Although numerous scholars writing on the slave narrative genre
have drawn attention to the narratives’ role and format as
testimony, none have made explicit connections to the genre of testimonio,
which can be defined as:
a novel or novella-length narrative, told in the first
person by a narrator who is the actual protagonist or witness of
the events she or he recounts. The unit of narration is usually
a life or significant life episode (e.g. the experience of being
a prisoner). Since in many cases the narrator is someone who is
either functionally illiterate or, if literate, not a professional
writer or intellectual, the production of the testimonio generally
involves the recording and/or transcription and editing of an oral
account by an interlocutor who is a journalists, writer, or social
activist. The word suggests the act of testifying or bearing witness
in a legal or religious sense. (Beverly and Zimmerman 173)

MATERIAL SUPPLIED →

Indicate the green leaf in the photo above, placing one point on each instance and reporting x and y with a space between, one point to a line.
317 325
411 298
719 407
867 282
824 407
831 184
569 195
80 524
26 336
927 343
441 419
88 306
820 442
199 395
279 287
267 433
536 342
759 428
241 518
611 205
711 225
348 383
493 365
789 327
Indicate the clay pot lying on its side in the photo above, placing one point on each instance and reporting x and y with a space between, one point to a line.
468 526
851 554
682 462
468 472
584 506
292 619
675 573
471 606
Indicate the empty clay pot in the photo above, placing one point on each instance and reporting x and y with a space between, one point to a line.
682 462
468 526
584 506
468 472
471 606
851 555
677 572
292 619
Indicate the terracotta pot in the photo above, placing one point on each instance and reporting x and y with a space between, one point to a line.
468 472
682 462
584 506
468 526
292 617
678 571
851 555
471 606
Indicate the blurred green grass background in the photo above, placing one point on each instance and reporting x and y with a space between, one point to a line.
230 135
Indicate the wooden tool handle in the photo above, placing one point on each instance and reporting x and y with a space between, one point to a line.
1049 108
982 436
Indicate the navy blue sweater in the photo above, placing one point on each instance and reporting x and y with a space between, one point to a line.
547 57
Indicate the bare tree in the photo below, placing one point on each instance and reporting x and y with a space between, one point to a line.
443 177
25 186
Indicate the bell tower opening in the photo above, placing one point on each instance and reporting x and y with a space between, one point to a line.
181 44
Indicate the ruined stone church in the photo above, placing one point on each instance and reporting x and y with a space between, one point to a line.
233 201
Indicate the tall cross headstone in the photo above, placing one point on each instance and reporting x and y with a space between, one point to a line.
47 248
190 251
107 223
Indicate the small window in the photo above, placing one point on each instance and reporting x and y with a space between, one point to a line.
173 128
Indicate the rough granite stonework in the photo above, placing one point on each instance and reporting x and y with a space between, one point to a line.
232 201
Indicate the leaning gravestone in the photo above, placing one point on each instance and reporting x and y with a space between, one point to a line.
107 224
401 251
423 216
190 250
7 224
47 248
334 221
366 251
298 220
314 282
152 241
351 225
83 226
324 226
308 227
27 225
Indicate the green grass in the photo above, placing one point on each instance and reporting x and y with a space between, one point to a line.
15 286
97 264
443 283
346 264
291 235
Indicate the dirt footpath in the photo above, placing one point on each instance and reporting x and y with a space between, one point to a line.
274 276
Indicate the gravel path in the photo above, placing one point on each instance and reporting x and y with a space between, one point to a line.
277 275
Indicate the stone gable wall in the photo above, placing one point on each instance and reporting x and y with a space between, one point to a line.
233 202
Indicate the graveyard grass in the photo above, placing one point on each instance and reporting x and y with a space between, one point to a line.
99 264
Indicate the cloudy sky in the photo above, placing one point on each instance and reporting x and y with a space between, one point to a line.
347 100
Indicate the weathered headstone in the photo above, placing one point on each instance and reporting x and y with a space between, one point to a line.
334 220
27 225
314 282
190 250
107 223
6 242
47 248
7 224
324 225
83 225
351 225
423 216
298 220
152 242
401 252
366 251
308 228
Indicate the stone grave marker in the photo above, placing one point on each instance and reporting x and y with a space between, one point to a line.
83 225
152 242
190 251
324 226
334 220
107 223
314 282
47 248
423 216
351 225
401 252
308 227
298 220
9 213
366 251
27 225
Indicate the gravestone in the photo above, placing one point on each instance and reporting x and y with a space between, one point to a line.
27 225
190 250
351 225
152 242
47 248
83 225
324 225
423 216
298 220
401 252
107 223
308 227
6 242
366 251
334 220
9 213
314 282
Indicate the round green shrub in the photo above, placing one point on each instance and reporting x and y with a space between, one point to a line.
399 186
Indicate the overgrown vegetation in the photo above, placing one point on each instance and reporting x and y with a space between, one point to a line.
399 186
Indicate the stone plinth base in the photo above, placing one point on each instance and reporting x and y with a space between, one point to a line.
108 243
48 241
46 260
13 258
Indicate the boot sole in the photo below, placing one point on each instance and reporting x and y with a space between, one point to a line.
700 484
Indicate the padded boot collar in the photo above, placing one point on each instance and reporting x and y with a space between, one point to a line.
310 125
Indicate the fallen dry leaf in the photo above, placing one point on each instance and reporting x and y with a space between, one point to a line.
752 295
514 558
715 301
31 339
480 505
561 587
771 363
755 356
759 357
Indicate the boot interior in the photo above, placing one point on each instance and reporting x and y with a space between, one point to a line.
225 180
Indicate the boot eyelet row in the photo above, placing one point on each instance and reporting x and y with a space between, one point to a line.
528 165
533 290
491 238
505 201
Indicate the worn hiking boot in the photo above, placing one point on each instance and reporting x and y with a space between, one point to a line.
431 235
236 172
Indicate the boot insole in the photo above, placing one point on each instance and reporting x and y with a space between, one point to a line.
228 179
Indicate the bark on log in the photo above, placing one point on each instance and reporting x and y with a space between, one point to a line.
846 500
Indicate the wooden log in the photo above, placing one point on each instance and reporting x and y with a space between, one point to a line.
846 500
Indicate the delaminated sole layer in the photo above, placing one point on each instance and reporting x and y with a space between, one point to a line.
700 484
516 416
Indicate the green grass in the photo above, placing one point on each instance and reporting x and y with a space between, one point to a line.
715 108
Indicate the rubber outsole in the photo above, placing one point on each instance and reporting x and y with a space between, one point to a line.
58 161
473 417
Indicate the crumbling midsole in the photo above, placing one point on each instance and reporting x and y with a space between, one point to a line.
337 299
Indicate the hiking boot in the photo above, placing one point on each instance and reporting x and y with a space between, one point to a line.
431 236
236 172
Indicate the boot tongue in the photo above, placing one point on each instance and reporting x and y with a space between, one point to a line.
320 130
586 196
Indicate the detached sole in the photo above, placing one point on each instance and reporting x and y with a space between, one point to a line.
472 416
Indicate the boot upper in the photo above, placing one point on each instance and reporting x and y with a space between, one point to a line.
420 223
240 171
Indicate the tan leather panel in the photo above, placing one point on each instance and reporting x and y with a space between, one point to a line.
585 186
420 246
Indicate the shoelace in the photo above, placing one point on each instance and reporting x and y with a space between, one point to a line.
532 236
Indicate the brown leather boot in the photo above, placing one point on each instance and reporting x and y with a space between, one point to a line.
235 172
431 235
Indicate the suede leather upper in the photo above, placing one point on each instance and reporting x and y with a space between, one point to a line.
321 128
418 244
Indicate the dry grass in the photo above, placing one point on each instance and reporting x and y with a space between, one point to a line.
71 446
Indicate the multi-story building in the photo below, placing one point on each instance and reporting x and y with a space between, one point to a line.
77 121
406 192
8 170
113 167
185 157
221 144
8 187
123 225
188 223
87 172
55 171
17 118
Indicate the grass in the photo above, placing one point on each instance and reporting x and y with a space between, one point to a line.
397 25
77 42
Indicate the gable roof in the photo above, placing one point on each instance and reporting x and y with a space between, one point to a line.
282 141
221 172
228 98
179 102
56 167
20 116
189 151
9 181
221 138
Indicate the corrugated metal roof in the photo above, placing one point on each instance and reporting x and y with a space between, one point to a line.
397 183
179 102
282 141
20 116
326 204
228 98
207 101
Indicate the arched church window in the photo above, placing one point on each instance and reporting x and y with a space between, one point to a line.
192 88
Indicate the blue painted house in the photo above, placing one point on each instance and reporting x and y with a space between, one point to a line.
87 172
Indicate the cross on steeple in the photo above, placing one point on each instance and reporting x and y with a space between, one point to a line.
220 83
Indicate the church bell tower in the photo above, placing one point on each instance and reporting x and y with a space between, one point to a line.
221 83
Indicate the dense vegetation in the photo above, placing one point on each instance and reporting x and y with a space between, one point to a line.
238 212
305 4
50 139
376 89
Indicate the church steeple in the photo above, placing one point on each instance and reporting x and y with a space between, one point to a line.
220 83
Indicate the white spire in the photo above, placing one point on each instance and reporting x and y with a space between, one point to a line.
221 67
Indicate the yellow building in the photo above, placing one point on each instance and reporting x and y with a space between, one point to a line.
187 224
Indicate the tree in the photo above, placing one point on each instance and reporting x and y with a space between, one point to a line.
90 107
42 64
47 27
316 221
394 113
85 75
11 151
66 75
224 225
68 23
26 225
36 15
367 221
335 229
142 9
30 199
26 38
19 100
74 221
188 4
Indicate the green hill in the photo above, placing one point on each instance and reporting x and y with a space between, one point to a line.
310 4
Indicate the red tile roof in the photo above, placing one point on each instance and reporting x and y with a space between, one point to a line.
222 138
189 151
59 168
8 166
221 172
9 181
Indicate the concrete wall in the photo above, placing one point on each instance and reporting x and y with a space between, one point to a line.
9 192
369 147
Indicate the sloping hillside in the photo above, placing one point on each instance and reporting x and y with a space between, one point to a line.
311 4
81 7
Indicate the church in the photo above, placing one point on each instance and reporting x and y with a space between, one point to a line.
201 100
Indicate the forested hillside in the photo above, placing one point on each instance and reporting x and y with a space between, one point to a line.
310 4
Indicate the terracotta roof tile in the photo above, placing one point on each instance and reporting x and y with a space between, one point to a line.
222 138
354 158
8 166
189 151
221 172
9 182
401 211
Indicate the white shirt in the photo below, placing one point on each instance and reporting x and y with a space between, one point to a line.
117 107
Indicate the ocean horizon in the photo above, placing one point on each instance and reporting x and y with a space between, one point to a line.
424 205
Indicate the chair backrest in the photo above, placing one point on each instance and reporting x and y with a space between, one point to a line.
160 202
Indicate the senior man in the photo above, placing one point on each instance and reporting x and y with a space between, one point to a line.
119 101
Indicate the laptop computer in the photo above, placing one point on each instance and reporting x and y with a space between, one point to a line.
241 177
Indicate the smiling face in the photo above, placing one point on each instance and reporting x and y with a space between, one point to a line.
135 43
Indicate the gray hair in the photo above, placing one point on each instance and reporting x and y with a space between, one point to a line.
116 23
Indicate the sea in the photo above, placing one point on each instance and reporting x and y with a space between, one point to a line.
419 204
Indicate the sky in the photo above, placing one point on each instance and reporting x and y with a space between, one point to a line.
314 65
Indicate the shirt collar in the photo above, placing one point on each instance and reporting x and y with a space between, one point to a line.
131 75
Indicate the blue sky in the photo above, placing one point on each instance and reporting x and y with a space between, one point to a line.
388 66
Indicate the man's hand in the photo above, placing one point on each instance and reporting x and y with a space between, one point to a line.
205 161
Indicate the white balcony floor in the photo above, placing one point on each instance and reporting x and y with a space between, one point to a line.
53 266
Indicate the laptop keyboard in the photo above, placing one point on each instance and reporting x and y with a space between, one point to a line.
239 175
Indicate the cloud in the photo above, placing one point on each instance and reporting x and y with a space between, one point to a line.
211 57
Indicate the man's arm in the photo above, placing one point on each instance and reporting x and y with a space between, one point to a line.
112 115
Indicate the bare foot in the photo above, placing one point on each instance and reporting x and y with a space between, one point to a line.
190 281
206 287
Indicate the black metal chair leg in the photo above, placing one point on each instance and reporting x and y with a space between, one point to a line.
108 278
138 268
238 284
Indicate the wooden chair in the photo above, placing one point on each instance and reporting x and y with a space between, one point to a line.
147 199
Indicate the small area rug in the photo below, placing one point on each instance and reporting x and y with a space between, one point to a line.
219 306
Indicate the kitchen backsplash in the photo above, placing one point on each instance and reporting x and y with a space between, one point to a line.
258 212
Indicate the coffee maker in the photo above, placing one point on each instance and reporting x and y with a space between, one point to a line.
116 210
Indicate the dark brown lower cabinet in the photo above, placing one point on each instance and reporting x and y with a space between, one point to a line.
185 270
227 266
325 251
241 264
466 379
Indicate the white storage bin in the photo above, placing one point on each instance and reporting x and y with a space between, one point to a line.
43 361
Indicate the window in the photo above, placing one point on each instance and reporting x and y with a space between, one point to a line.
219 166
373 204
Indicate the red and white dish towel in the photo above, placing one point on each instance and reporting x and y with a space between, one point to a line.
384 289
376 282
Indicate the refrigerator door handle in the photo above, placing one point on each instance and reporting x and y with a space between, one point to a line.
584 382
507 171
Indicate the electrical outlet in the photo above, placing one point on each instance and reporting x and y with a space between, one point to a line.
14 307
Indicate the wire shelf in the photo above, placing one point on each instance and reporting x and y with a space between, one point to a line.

TASK TO COMPLETE →
Please reproduce the full passage on slave narratives and testimonio word for word.

COMPLETE ANSWER →
Although numerous scholars writing on the slave narrative genre
have drawn attention to the narratives’ role and format as
testimony, none have made explicit connections to the genre of testimonio,
which can be defined as:
a novel or novella-length narrative, told in the first
person by a narrator who is the actual protagonist or witness of
the events she or he recounts. The unit of narration is usually
a life or significant life episode (e.g. the experience of being
a prisoner). Since in many cases the narrator is someone who is
either functionally illiterate or, if literate, not a professional
writer or intellectual, the production of the testimonio generally
involves the recording and/or transcription and editing of an oral
account by an interlocutor who is a journalists, writer, or social
activist. The word suggests the act of testifying or bearing witness
in a legal or religious sense. (Beverly and Zimmerman 173)